> **THE PROBLEM**:
Answer these questions from the source text below.
(a) Which two deletion sizes does the source text give as examples of larger variants?
(b) What gives a conservation score for each base pair?
(c) Into what size regions is the genome first fragmented?

> **SOURCE TEXT**:

Hippocamplus My Second Memory

Conservation to annotate large(r) regions

Conservation can be used to annotate single nucleotide changes or short variants. This information helps assessing the functional impact of short variation.

What if we have larger variants, for example deletions larger than 50 bp, or larger than 1 kbp. Can we use conservation metrics? In this case the question is often not “Is the region conserved?” but rather “Is there any conserved elements in the region?”.

One approach would be to overlap the variants/deletions with known (ultra-)conserved regions. Otherwise we could work with bp-level conservation estimates. That’s what I quickly explore below.

Genomic annotation and conservation

I’ll have a look at regions overlapping:

  • Insulator region: CTCF binding sites (GM12878 narrow peaks by the Broad)
  • Open chromatin regions: DNase sites (GM12878 narrow peaks by the Broad for Encode)
  • Protein-coding exons.
  • Other “exons” (e.g. lncRNA, miRNA, pseudogenes, … but not protein-coding)
  • Other, i.e. none of the above

PhastCons gives a conservation score for each base pair. As a measure across a region I try to use:

  • the average
  • the 80th percentile
  • the maximum average in short windows (e.g. 10 bp, 30 bp or 100 bp)

The quantile and sliding-window approaches should mitigate the effect of surrounding background noise.

1 Kbp regions

First fragmenting the genome into 1 kbp regions, I select bins from the different annotation profiles.

Saved entries
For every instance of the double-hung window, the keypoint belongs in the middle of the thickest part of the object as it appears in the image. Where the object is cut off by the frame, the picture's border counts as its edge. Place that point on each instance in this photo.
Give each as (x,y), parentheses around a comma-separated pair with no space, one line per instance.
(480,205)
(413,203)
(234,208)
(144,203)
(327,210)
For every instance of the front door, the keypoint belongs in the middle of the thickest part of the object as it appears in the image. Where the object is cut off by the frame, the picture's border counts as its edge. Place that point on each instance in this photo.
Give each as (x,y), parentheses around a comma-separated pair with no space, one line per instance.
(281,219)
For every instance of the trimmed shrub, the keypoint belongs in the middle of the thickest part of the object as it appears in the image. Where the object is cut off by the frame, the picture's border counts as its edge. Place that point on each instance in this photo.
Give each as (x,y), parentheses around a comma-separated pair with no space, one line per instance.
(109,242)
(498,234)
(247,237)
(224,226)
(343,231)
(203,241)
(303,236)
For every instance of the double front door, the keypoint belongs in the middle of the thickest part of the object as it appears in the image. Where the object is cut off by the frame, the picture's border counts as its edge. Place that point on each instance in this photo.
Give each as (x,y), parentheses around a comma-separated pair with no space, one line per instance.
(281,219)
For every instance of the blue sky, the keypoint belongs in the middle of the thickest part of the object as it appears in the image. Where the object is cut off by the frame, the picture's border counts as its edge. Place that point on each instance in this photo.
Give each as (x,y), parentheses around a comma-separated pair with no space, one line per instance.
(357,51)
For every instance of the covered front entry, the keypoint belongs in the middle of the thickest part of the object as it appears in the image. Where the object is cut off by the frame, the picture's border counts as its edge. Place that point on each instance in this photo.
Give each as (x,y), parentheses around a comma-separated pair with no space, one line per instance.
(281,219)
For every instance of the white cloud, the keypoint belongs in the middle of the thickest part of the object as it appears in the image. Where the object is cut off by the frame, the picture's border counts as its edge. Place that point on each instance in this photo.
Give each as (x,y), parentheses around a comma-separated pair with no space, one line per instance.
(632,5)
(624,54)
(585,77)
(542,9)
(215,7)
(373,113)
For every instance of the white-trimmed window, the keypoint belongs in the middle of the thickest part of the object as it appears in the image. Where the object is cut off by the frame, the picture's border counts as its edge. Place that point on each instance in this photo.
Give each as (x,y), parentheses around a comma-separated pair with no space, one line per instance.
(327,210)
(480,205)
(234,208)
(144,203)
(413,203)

> **RESPONSE AREA**:
(a) Deletions larger than 50 bp, or larger than 1 kbp.
(b) PhastCons.
(c) 1 kbp regions.